Direction:
Give each line of the material below as a row in a Markdown table with the columns Row and Line. Skip blank lines, and leave the pictures out.

Data records
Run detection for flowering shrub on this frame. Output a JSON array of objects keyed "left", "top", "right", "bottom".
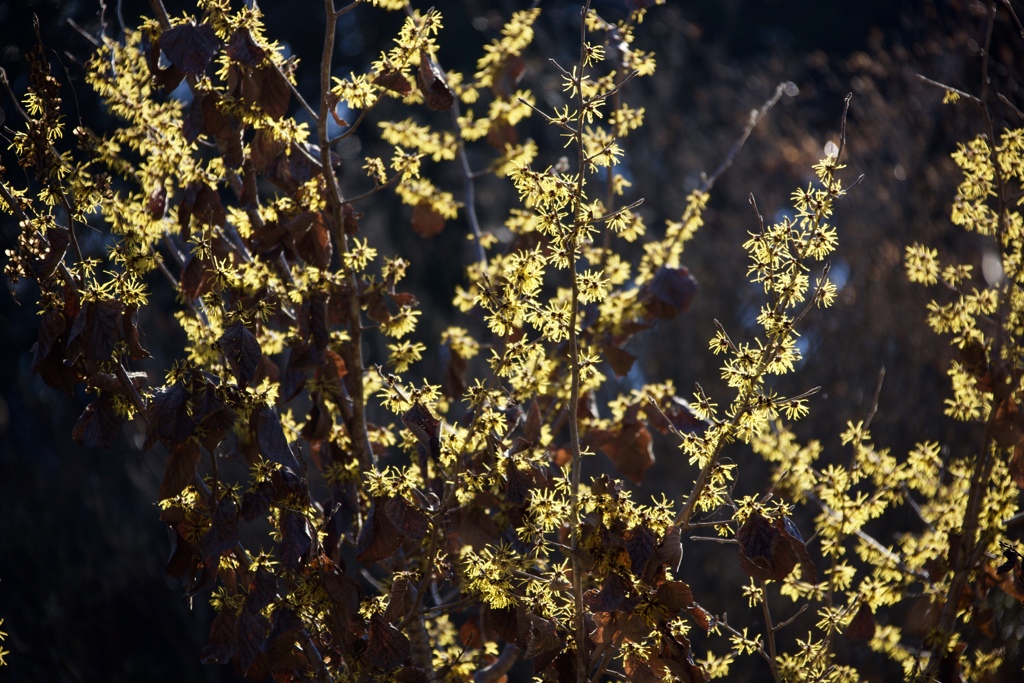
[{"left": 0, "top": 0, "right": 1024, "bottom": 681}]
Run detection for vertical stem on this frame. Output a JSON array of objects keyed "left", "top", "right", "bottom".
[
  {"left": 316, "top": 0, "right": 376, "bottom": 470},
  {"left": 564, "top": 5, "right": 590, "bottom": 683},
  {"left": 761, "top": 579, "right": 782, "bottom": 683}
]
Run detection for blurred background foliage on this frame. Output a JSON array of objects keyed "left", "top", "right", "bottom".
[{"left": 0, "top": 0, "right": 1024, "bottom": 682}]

Task output:
| Row | Line |
|---|---|
| 1 | Run detection for flowering shrub on this frame. Output a JSON array of objects keyed "left", "top", "right", "bottom". |
| 2 | [{"left": 0, "top": 0, "right": 1024, "bottom": 681}] |
| 3 | Run detection for vertical stem on this frame. Output a JSON array of objects keyed "left", "top", "right", "bottom". |
| 4 | [ |
| 5 |   {"left": 316, "top": 0, "right": 376, "bottom": 470}, |
| 6 |   {"left": 564, "top": 5, "right": 590, "bottom": 683}, |
| 7 |   {"left": 761, "top": 579, "right": 782, "bottom": 683} |
| 8 | ] |
| 9 | Run detection for blurred background foliage on this frame. Output a JSON array of objects keyed "left", "top", "right", "bottom". |
| 10 | [{"left": 0, "top": 0, "right": 1024, "bottom": 682}] |